▸ **TASK REQUIREMENTS**: The answer must consist solely of the lines below starting at the one containing "Points | one per instance of the woman's face, each" and ending at the one containing "Target | metal fence post", repeated exactly, with both ends included and all pictures omitted.

Image-grounded pointing data:
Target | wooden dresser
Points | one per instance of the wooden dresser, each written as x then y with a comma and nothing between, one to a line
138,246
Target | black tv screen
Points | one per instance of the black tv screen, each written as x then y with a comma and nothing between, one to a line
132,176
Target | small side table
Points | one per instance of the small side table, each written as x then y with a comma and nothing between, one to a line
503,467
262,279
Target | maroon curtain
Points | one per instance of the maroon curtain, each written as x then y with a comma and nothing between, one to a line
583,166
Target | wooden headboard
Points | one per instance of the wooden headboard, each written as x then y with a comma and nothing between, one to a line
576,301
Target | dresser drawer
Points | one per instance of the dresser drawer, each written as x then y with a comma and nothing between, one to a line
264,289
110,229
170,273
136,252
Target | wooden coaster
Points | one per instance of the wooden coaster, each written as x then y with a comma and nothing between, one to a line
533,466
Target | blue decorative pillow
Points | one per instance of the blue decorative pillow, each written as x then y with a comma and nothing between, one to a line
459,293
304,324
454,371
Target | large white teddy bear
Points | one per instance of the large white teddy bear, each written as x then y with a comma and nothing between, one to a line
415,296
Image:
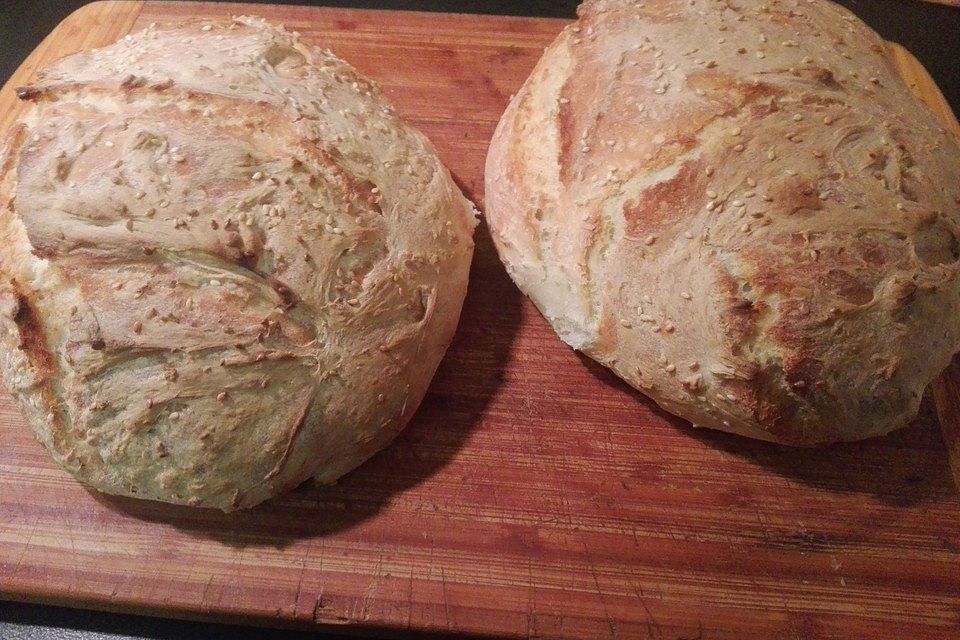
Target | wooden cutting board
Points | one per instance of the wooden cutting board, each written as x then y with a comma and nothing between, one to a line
533,495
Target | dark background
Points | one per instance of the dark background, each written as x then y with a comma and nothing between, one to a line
931,32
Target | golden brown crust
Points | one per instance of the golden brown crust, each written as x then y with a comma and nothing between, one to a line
739,208
228,266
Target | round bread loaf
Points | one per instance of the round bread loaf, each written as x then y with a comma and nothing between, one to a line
741,209
228,266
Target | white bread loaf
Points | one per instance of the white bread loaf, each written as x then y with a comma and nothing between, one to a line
741,209
228,266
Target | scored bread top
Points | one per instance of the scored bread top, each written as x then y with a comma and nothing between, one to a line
228,265
740,208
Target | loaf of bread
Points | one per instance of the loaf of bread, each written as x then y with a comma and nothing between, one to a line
738,207
228,266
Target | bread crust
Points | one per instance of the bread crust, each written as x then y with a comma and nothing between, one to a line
741,209
228,266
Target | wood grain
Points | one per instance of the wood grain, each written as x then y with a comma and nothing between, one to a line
534,494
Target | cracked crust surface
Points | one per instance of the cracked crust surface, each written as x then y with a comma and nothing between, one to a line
738,207
227,265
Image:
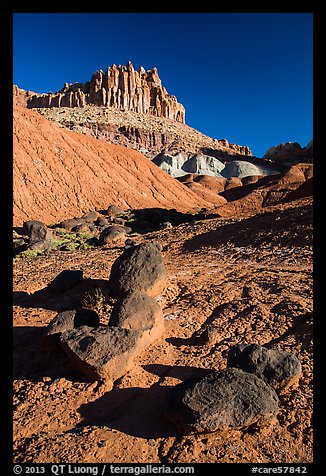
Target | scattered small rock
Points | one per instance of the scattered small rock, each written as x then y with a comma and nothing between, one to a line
83,227
66,279
70,223
41,245
102,222
166,225
66,321
278,368
114,211
111,233
90,217
130,242
28,224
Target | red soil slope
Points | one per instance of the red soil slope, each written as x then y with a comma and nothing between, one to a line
60,174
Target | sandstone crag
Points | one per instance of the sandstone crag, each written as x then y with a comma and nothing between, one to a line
120,87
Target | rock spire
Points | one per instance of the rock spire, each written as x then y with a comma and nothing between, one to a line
121,87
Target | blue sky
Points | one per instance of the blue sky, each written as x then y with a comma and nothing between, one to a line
246,77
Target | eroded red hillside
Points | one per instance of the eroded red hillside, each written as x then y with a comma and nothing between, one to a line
60,174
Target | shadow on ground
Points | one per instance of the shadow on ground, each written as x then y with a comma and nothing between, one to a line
138,411
32,360
135,411
47,298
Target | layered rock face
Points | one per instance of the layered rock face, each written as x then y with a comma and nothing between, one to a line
120,87
20,96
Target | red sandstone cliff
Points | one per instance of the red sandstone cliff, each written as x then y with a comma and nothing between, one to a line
121,87
59,174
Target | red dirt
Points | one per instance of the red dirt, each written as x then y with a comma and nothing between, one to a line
59,174
247,278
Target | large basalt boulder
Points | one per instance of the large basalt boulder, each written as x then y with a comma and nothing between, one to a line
90,217
278,368
139,268
103,353
221,400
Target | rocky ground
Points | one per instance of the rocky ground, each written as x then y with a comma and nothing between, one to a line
229,280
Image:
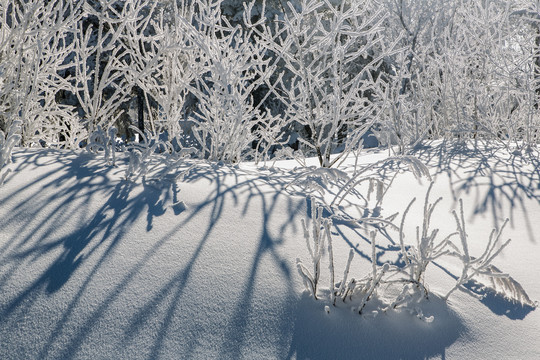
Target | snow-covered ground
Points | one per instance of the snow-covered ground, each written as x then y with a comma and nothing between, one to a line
93,266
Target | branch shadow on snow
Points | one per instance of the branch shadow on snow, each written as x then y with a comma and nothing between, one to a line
79,180
74,259
338,334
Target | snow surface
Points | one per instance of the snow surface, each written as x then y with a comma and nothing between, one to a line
93,266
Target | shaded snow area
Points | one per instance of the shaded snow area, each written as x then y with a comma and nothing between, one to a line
94,266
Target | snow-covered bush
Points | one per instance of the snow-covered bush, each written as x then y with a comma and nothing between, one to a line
7,143
102,80
230,66
36,47
407,279
153,155
100,140
329,56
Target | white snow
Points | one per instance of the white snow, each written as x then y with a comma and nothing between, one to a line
94,266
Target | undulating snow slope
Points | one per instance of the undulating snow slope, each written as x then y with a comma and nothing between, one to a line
92,266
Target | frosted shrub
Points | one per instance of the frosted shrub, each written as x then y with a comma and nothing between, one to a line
153,155
7,143
36,50
407,279
230,66
330,55
102,84
427,248
100,140
480,268
320,230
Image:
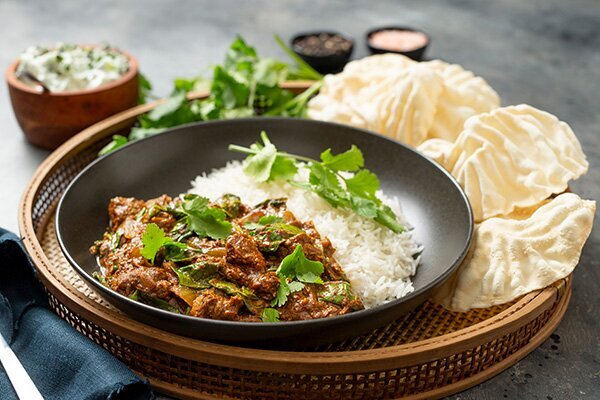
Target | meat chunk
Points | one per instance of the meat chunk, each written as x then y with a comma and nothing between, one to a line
305,304
151,280
242,249
212,303
264,284
313,250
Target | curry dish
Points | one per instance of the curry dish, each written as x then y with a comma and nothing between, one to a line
222,260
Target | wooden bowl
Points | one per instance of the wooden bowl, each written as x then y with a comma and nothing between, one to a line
48,119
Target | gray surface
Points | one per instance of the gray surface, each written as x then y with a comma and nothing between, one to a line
545,53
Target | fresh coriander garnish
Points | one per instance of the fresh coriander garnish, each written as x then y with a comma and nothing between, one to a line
270,315
340,179
244,85
205,220
297,266
153,239
295,270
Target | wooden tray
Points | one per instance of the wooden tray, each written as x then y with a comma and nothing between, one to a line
429,353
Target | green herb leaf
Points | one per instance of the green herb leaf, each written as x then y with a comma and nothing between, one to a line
227,91
284,290
365,207
153,239
387,218
205,220
270,315
141,133
350,160
364,183
259,165
283,169
327,185
297,266
116,142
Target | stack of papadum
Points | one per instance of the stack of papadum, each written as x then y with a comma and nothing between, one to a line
514,163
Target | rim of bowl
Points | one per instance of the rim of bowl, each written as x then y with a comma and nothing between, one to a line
396,28
317,32
14,81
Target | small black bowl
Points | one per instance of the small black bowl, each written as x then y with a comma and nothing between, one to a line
415,54
327,64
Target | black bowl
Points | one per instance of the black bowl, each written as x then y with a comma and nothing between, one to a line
415,54
329,64
431,199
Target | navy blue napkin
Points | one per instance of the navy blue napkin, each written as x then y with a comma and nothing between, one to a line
62,363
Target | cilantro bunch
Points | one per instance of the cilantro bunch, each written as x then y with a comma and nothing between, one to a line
340,179
245,85
197,216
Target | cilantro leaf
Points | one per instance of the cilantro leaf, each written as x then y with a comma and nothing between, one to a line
153,239
296,265
259,165
227,91
350,160
205,220
270,315
327,185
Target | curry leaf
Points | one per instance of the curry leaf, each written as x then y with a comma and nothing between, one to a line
153,239
284,290
364,183
270,315
350,160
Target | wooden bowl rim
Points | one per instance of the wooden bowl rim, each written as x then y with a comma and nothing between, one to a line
16,83
524,310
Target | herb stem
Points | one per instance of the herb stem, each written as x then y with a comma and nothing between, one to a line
246,150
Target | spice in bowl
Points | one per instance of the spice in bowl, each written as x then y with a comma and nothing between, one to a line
406,41
326,52
323,44
68,67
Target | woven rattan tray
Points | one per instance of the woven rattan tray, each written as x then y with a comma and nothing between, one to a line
427,354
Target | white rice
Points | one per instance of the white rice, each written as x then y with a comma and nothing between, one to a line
378,262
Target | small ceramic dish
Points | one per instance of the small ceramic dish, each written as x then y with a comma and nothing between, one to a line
325,51
403,40
50,118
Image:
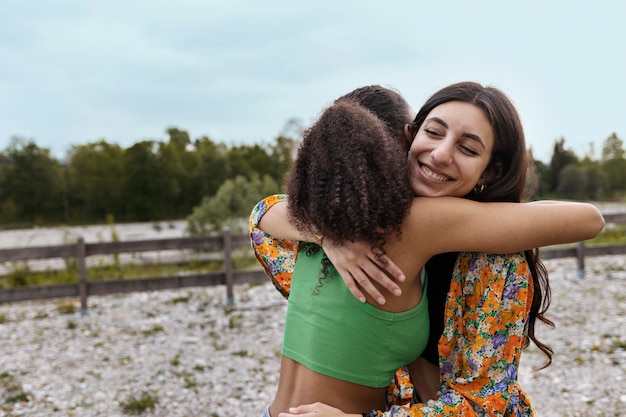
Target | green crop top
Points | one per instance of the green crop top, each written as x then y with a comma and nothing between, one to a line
331,332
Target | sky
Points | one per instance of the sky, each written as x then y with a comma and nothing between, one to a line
74,72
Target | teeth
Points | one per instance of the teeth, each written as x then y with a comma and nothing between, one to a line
432,174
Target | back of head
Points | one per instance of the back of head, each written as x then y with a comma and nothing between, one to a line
506,173
388,105
350,179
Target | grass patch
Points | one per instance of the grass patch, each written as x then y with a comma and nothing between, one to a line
22,276
134,405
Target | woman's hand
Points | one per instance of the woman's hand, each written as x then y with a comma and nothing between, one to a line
316,410
359,267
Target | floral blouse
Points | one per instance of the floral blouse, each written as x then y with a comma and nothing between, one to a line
485,330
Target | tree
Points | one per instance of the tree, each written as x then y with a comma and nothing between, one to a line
32,183
231,205
95,181
561,158
614,164
572,182
142,182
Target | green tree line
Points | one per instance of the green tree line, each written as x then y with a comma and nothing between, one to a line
148,181
570,176
210,184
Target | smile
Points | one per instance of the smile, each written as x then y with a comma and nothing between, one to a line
431,174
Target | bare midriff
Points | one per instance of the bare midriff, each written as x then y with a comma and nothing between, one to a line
299,385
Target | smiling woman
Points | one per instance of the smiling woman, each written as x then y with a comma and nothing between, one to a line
445,151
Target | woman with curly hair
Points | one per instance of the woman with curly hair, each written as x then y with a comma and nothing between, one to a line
342,352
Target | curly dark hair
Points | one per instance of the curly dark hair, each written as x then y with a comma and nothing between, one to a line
351,178
388,105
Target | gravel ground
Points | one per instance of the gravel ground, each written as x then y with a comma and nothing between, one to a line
184,353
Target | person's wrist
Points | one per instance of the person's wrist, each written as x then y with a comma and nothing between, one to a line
319,239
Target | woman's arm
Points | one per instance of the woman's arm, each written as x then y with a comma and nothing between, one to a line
449,224
277,256
479,360
272,234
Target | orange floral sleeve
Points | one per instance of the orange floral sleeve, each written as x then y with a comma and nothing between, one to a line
277,256
486,325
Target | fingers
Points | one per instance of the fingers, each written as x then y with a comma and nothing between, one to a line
352,285
360,283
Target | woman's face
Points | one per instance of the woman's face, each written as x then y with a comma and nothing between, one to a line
451,150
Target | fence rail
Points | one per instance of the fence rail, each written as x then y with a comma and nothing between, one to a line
225,243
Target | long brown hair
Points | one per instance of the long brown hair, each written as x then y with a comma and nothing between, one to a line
505,177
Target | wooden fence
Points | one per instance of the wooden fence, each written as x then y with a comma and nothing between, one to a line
224,244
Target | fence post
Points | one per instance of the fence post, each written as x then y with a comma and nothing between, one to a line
82,274
580,257
228,265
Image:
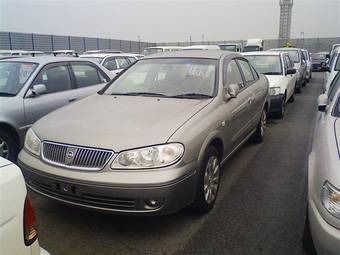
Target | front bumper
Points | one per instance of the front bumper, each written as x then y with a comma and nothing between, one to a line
133,200
276,103
326,238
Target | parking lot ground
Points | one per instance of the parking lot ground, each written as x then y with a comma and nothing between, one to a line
260,208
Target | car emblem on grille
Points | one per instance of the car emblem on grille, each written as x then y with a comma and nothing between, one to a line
70,153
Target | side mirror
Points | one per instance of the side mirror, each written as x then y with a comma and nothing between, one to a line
38,89
322,102
291,71
233,90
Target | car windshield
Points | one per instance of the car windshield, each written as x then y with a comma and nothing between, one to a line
94,59
172,77
318,56
269,65
13,76
228,47
149,51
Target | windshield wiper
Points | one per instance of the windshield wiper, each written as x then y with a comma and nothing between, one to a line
272,73
6,94
192,95
140,94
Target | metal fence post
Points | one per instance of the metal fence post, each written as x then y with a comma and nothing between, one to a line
69,42
32,39
52,43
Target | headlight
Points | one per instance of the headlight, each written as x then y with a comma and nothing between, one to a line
331,199
274,91
149,157
32,142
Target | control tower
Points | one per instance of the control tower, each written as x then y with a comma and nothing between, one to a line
285,20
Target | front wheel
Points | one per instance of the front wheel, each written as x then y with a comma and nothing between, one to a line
208,182
258,136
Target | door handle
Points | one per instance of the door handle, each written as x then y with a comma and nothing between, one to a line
72,99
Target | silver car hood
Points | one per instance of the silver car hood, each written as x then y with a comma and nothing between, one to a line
337,134
117,122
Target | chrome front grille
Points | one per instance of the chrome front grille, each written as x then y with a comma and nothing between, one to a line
75,157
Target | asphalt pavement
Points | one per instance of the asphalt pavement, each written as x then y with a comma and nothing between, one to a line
260,208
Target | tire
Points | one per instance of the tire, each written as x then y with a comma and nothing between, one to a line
207,180
283,108
8,148
258,136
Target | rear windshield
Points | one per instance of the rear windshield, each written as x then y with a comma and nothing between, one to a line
228,47
168,77
268,65
13,76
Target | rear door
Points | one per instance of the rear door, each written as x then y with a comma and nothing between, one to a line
60,91
88,78
290,79
237,109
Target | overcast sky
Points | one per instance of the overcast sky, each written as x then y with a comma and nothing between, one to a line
169,21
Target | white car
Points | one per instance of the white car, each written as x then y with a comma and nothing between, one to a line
18,229
281,74
114,62
334,68
202,47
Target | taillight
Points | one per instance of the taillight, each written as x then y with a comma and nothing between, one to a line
30,224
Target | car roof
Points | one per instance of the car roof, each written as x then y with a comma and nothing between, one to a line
212,54
42,60
262,53
284,49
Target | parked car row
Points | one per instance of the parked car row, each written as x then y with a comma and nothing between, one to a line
152,140
323,213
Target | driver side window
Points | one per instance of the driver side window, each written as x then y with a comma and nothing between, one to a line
232,75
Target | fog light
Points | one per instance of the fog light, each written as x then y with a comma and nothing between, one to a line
153,203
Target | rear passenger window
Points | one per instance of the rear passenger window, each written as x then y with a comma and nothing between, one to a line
248,75
86,75
110,64
132,60
55,78
122,62
232,74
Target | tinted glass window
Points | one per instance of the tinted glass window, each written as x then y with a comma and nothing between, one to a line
132,60
122,62
110,64
334,87
169,77
55,78
232,74
270,65
248,75
13,76
85,75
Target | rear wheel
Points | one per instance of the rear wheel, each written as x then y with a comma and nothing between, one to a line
258,136
8,148
208,182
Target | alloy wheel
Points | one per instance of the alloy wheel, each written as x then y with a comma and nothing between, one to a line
211,179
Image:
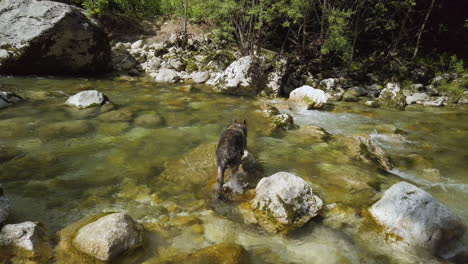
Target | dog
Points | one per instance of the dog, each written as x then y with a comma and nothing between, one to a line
229,152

▸ **WRITTEN SOLUTION**:
Points | one per instance of the woman's face, each written as x then y with a comma and nothing between, one to a line
451,150
Target | fence rail
Points | one per instance of the fence rail, each written as x then y with a comma and nothing between, one to a line
225,243
Target | long brown hair
Points | one per instance of the long brown hair, each written as x then y with a comma and nothing between, one to a line
505,177
Target | wooden fence
Points | one per instance of the wooden fence, each written as x then y with a comma and nothing between, one to a line
224,244
Target | fence post
Points | one per instance of the fence post, each written as x then y with a comma and nothing between, one to a line
82,274
580,257
228,265
Image:
Target | front bumper
Points | one per instance of the front bumper, each written as x then y with a comma and nothing between, one to a line
133,200
276,103
326,238
Target | parking lot ground
Points | one per instance of the parking lot ground, each written as x then y with a comma and nothing between, one to a line
260,208
Target | car emblem on grille
Points | one per instance of the car emblem on grille, each written as x then y with a comma and nothing between, one to a line
70,153
Target | side mirror
Points | one per instance of the side mirror, each written as x then y with a comma and nothing between, one to a line
38,89
322,102
291,71
233,90
Target | car windshield
Points | one per instance of the car windshield, each written as x then y with a comma and nothing between, one to a line
94,59
172,77
318,56
269,65
13,76
228,47
149,51
Target | windshield wiper
Points | one per instance of the windshield wiper, each written as x then y with a comma and nothing between, one to a line
272,73
6,94
192,95
140,94
Target | metal fence post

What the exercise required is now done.